═══ Exercise material

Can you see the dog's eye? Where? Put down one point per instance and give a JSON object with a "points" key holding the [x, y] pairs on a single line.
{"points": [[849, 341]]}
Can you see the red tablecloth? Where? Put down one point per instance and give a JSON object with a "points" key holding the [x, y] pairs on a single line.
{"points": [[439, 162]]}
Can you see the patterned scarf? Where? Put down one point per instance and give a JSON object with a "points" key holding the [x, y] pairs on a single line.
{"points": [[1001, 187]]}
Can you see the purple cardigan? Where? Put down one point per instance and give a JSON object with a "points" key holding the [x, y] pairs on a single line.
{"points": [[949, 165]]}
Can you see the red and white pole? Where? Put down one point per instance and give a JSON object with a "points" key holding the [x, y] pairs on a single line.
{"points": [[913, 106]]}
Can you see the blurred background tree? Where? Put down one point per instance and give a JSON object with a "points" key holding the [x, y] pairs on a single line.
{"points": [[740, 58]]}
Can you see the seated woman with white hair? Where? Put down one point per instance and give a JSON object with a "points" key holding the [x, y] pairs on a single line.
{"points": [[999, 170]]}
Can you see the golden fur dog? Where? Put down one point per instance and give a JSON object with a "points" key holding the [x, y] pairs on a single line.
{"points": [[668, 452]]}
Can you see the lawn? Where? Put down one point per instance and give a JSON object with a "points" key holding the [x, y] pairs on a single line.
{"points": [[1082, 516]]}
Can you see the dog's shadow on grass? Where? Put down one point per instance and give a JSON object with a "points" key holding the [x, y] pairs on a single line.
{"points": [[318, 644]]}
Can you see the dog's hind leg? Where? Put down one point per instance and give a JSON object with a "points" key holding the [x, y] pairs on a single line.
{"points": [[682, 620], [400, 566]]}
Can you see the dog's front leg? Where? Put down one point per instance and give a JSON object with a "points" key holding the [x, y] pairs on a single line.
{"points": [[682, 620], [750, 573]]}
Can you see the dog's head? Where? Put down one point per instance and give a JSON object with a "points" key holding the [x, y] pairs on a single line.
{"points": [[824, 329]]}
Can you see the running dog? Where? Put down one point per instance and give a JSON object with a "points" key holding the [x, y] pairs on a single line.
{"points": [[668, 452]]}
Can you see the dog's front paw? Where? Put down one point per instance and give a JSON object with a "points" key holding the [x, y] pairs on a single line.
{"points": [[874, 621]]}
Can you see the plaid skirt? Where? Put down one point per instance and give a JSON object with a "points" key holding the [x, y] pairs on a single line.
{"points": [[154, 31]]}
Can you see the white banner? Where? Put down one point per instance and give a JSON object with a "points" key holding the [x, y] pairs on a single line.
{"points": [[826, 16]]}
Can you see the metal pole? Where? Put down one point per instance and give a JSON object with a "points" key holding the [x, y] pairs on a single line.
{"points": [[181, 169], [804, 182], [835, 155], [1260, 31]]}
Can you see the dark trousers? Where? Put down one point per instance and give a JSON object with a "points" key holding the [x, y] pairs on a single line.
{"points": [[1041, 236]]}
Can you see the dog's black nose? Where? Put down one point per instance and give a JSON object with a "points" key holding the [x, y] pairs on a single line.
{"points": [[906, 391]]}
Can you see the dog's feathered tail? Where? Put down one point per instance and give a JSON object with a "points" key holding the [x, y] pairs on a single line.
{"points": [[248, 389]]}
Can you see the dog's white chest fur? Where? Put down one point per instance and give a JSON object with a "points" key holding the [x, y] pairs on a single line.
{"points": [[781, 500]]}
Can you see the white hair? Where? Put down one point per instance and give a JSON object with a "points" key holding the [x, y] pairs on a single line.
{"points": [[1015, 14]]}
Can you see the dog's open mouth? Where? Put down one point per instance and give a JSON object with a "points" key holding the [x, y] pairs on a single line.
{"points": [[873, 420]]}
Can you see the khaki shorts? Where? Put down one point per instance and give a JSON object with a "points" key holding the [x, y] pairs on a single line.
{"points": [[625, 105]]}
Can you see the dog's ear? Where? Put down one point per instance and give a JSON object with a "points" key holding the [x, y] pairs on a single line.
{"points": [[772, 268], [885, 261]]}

══════

Direction: Please rewrite the listing above as a Markdown table with two columns, Row and Line. Number each row and leave out blank lines.

Response below:
| Row | Line |
|---|---|
| 1 | Can you see the dog's eye? Where? Put down one point per instance and give a JSON object with a "points" key holding the [x, y] pairs on a single line. |
| 2 | {"points": [[849, 341]]} |
| 3 | Can you see the red tablecloth? Where? Put down one point per instance and give a JSON object with a "points" key holding the [x, y] pairs on a single line. |
| 4 | {"points": [[439, 162]]} |
| 5 | Can you see the patterned scarf? Where? Put down one point per instance and give a JSON object with a "points" key holding the [x, y] pairs on a single line. |
| 6 | {"points": [[1001, 187]]} |
| 7 | Can you see the purple cardigan? Where? Put down one point per instance and give a JSON object with a "points" key holding the [x, y] pairs on a single line. |
| 8 | {"points": [[949, 165]]} |
| 9 | Can you see the red and white pole? Where? Put down one point per instance and give a JSON object with a "points" key holding the [x, y] pairs on a single line. |
| 10 | {"points": [[913, 106]]} |
| 11 | Can you see the blurred background tree? Where? Put down one point per instance and give a JSON object with a "points" key holding the [x, y] pairs on a single line. |
| 12 | {"points": [[740, 58]]} |
| 13 | Can you see the seated woman with white hair? Where? Put down one point per instance and give a JSON object with a "points" key holding the [x, y] pairs on a single line. |
| 14 | {"points": [[999, 170]]} |
| 15 | Can you see the golden fur dog? Where? Put down one point per instance and give a JSON object with a "points" key holding the [x, y] pairs on a single line. |
| 16 | {"points": [[668, 452]]} |
| 17 | Can you see the lawn? Where? Put down one point per instance and give a JSON object with a "points" key holding the [x, y] pairs on a single line. |
| 18 | {"points": [[1082, 516]]} |
| 19 | Can you see the dog's shadow on grass? Where? Put down one point per instance and give a JSON object with a "points" key holding the [x, y] pairs on a single line. |
| 20 | {"points": [[318, 644]]} |
| 21 | Can you see the dog's hind leg? Where? Put down one point per instance and give a JSON object with a "points" key holding the [x, y] pairs on a single line. |
| 22 | {"points": [[682, 620], [400, 566]]} |
| 23 | Can you see the dog's front leg? Where? Put down one point per instance and give a JSON object with a "points" key holding the [x, y] pairs on a single line. |
| 24 | {"points": [[682, 620], [750, 573]]} |
| 25 | Can you see the dog's head? Where? Put down one point per instance and give a JSON object with a "points" key holding the [x, y] pairs on a single line. |
| 26 | {"points": [[824, 329]]} |
| 27 | Can you see the running dog? Where? Put down one point per instance and give a JSON object with a "points" key holding the [x, y] pairs on a single line. |
| 28 | {"points": [[668, 452]]} |
| 29 | Can you see the dog's front paw? Where? Put down one point per instance and give a JSON object with a "points" key holding the [x, y] pairs on a single line. |
| 30 | {"points": [[874, 621]]} |
| 31 | Can you see the plaid skirt? Where? Put down one point per instance and give a JSON object with a "points" key holding the [x, y] pairs on a single line. |
| 32 | {"points": [[154, 31]]} |
| 33 | Can you see the white banner? Where? Put down one point per instance and give a JSON object with a "points" key holding the [x, y] pairs on a single line. |
| 34 | {"points": [[826, 16]]} |
| 35 | Can you see the metal pole? Where? Put down one point per instance and give a JSON object with a "points" key holding the [x, y] pairs on a single line. |
| 36 | {"points": [[181, 169], [804, 182], [835, 155], [1260, 31]]} |
| 37 | Can you see the dark trousers? Where? Put down one point per instance and give a JSON object with a "points" key holding the [x, y] pairs on a single line. |
| 38 | {"points": [[1041, 236]]} |
| 39 | Can you see the dog's black nose? Where? Put down one point per instance and give a JSON object with a "points" key holding the [x, y] pairs on a single line. |
| 40 | {"points": [[906, 391]]} |
| 41 | Can you see the dog's feathered tail? Where? Put down one point per instance and give a JSON object with a "points" key holding the [x, y] pairs on a single line. |
| 42 | {"points": [[248, 389]]} |
| 43 | Can you see the dog's white chest fur? Where? Put down one point per instance and give a JSON object with a "points" key holding the [x, y] pairs on a single line. |
| 44 | {"points": [[781, 500]]} |
| 45 | Can you see the white hair? Where? Put down one point per instance and give a JSON object with a "points" key holding the [x, y] pairs on a single line. |
| 46 | {"points": [[1015, 14]]} |
| 47 | Can you see the dog's open mouth? Where? Put down one point per instance and give a JSON object with a "points" key holding the [x, y] pairs on a single line. |
| 48 | {"points": [[873, 420]]} |
| 49 | Can you see the khaki shorts? Where? Put down one point per instance and give a JSON object with a "points" key holding the [x, y] pairs on a single line. |
| 50 | {"points": [[625, 105]]} |
| 51 | Can you see the dog's ear? Where? Put down one point per instance and give a JSON object with a "points" key holding the [x, y] pairs on a single line. |
| 52 | {"points": [[772, 268], [885, 261]]} |